- _Provided data_
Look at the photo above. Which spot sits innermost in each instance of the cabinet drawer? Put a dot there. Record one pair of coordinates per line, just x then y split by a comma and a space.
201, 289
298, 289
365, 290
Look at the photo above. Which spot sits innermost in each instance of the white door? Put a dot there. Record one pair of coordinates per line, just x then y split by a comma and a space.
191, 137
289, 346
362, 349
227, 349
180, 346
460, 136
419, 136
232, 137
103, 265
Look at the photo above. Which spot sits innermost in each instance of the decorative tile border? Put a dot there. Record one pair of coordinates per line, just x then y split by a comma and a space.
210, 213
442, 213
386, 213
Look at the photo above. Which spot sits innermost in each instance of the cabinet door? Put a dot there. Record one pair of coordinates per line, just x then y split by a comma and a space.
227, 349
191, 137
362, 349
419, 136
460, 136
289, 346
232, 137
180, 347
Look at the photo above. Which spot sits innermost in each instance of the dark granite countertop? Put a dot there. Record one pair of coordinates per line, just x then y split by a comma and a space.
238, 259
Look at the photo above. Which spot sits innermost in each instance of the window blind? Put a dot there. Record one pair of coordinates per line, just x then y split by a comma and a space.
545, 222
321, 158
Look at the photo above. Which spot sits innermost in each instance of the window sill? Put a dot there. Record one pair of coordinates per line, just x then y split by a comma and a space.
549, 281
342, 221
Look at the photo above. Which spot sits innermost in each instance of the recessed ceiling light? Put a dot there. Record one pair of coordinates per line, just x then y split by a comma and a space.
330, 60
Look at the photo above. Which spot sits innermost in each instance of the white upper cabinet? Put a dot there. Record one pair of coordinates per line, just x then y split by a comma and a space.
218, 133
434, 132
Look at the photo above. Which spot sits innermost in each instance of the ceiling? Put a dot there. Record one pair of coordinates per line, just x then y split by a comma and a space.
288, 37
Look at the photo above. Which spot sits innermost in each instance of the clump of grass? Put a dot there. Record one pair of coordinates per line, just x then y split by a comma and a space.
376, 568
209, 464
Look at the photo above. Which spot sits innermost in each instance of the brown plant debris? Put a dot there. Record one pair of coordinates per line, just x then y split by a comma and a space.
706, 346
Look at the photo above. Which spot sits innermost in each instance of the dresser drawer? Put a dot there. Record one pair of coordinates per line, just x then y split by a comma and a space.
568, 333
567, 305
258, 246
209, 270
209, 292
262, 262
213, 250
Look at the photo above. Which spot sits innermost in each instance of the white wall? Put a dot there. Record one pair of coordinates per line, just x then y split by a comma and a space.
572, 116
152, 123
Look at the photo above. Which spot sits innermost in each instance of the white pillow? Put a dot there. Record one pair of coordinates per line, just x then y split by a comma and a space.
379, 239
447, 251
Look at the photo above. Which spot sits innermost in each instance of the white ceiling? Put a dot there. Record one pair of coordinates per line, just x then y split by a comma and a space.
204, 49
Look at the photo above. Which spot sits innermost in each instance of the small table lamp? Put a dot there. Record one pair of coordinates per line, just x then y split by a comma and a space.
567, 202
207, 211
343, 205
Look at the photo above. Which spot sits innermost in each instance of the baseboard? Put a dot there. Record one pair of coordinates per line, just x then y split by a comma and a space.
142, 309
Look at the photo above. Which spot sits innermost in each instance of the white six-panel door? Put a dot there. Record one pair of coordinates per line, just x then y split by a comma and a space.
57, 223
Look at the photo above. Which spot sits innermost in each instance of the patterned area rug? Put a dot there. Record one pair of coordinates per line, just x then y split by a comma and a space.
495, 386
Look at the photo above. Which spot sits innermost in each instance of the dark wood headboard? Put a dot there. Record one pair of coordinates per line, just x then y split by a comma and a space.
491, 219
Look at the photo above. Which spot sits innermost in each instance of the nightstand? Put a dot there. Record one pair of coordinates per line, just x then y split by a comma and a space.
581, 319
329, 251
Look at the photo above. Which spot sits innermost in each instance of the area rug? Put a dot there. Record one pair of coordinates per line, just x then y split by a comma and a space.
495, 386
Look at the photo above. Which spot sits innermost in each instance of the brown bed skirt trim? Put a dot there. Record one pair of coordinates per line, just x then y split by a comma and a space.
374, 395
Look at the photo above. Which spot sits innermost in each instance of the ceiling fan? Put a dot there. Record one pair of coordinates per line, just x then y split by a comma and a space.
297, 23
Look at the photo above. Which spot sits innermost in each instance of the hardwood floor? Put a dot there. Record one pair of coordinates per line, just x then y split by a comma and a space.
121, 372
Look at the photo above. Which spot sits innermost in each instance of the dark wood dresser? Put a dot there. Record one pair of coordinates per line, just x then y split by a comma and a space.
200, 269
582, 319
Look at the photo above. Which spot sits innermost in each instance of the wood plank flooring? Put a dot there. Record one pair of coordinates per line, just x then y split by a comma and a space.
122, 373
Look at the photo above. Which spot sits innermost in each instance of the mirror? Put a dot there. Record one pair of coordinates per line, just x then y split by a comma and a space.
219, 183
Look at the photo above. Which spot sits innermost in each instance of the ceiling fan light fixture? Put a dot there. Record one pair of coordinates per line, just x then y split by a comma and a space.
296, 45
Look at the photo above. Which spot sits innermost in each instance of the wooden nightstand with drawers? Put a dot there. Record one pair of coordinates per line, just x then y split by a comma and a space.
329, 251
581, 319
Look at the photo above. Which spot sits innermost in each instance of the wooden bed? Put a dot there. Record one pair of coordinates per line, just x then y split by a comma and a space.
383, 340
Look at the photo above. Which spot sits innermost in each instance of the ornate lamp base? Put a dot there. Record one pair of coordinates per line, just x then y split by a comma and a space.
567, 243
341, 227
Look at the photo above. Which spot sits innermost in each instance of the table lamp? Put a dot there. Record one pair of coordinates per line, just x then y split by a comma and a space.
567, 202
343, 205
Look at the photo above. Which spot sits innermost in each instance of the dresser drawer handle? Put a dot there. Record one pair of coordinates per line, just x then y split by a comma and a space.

- _Task goal_
Repeat the entries exactly, all of them.

- _Reply_
Look at the photo above. Which spot sits innermost in each instance of the cabinet drawer? Put a dot there. Record one pair of coordinates per line, just x then y split by a comma and a space.
201, 289
298, 289
365, 290
Look at the photo above. Which spot sits innermost in each instance of the white door? Put a dot there. Record one pair of coordinates per line, just x then y split by a comma and a space.
191, 137
289, 346
362, 349
227, 349
180, 346
460, 136
419, 136
232, 137
103, 265
Look at the photo above. Which spot sits innermost in each instance of the decorative tile border? Put a dot there. Record one pair of coordinates per line, just x then y split by a comma and a space.
210, 213
442, 213
386, 213
Look at the photo above. Which spot sits innermost in each instance of the cabinet door? Put a dot there. Record one pair of coordinates per line, just x then y split by a comma and a space.
227, 349
191, 137
362, 349
419, 136
460, 136
289, 346
232, 137
180, 347
Look at the photo above. Which spot sits innermost in each instance of the dark granite countertop? Put a dot there. Record one pair of coordinates per line, just x then y split by a comma and a space.
238, 259
Look at the photo above. Which spot sits innermost in each instance of the window blind? Put a dot there. Record one pair of coordinates per line, just x then y split by a comma and a space.
545, 222
321, 158
Look at the photo above. Which spot sits innermost in each instance of the window sill? Put a dot there. Record one pair of coordinates per line, just x then y split by a comma and a space.
549, 281
342, 221
Look at the photo above. Which spot sits innermost in each instance of the recessed ceiling light? Put a dot there. Record one pair of coordinates per line, just x then y split by a comma and a space.
330, 60
Look at the photo above. Which spot sits innermost in each instance of the white upper cabinet? Put a dot there. Record one pair of coordinates per line, just x then y split by a comma and a space.
218, 133
434, 132
Look at the photo above. Which spot sits innermost in each instance of the ceiling? Put a dot there. Record one pair of coordinates per line, just x then y split by a comma and a space.
288, 37
Look at the photo above. Which spot sits innermost in each instance of the clump of grass? Put a dot there. Record one pair of coordinates per line, just x then y split by a comma and a space.
376, 568
209, 464
Look at the photo above. Which spot sits innermost in each instance of the brown plant debris? Put a dot there. Record one pair of coordinates per line, just x then y split by a comma and a space.
706, 346
Look at the photo above. Which spot sits innermost in each instance of the dresser drawer? Put a dot there. Record one pair of coordinates per line, just x then y split by a comma and a space.
568, 333
567, 305
258, 246
209, 270
209, 292
262, 262
213, 250
Look at the photo above. Which spot sits innermost in each instance of the white wall? Put a dot there. Record one pair of coordinates per line, just x then y split by a comma and a space.
572, 116
152, 123
Look at the photo above. Which spot sits innermost in each instance of the white pillow? Put a dot there. Record one pair of coordinates per line, just x then y split by a comma and a space.
379, 239
447, 251
Look at the photo above. Which spot sits innermost in each instance of the white ceiling? Put a dot there. Record one pair of coordinates per line, just x then y split by a comma and a space.
204, 49
Look at the photo above. Which spot sits innermost in each instance of the small table lamp? Put a dot there. Record one pair of coordinates per line, just x then y split by a comma and a space.
567, 202
207, 211
343, 205
Look at the photo above. Which spot sits innermost in each instance of the baseboard? Put a dot there. Record one pair of coordinates per line, just x then y split by a comma and a space.
142, 309
Look at the photo above. Which spot sits innermost in each instance of the white six-panel door? Put a dot there. Record one pair of coordinates per line, just x then y split by a comma and a space.
57, 223
Look at the photo above. Which spot sits innermost in each instance of the patterned area rug? Put a dot there. Record one pair of coordinates per line, just x then y split by a comma and a space.
495, 386
Look at the photo above. Which spot sits innermost in each instance of the dark wood headboard? Put a dot there. Record one pair of coordinates per line, just x then y split by a comma and a space.
491, 219
Look at the photo above. Which spot sits innermost in each instance of the nightstand? Put a dot there. Record one pair of coordinates per line, just x then y split by a comma and a space.
581, 319
329, 251
Look at the photo above. Which spot sits innermost in each instance of the area rug? Put a dot there. Record one pair of coordinates per line, just x then y split by a comma and a space.
495, 386
Look at the photo above. Which spot sits innermost in each instance of the brown bed skirt trim? Put a dot there. Record one pair of coordinates per line, just x then y split by a comma and a space.
374, 395
Look at the photo above. Which spot sits innermost in each instance of the ceiling fan? Put a dot there. Record one pair of coordinates per line, just x then y split by a comma and a space.
297, 23
Look at the photo above. Which spot sits innermost in each instance of the hardwood floor? Put a dot there. Record one pair of coordinates per line, just x then y split by a comma and a space.
121, 372
Look at the photo above. Which spot sits innermost in each instance of the dark wood dresser? Put a dot there. Record one pair of coordinates per line, just x then y split by a comma and a space.
200, 269
582, 319
Look at the photo above. Which spot sits innermost in each instance of the wood plank flooring? Put a dot there. Record one pair of coordinates per line, just x then y split by a comma and a space.
122, 373
Look at the photo above. Which spot sits innermost in each instance of the mirror? Put a dot there. Record one pair of coordinates per line, just x then y split by a comma and a space.
219, 183
Look at the photo above. Which spot sits innermost in each instance of the ceiling fan light fixture? Put a dot there. Record one pair of coordinates per line, just x then y split by a comma and a space.
296, 45
Look at the photo above. Which spot sits innermost in each instance of the wooden nightstand with drawers? Put a dot there. Record one pair of coordinates per line, just x then y split by a comma and a space.
329, 251
581, 319
Look at the photo above. Which spot sits innermost in each instance of the wooden bed? Put a dot there. Record one pair of coordinates per line, just x then y split by a comma and a space.
383, 340
Look at the photo above. Which spot sits innermost in each instance of the ornate lamp base? Put a dot there. Record one pair of coordinates per line, just x then y split by a comma and a space.
567, 243
341, 227
Look at the photo above. Which spot sits innermost in each instance of the table lamp? Put a dot there. Record one pair of coordinates per line, just x then y split by a comma and a space.
567, 202
343, 205
Look at the photo above. Which spot sits innermost in each instance of the dresser drawer handle? Put a dot there. Record one pair of coordinates per line, just x then y split by a comma and a space.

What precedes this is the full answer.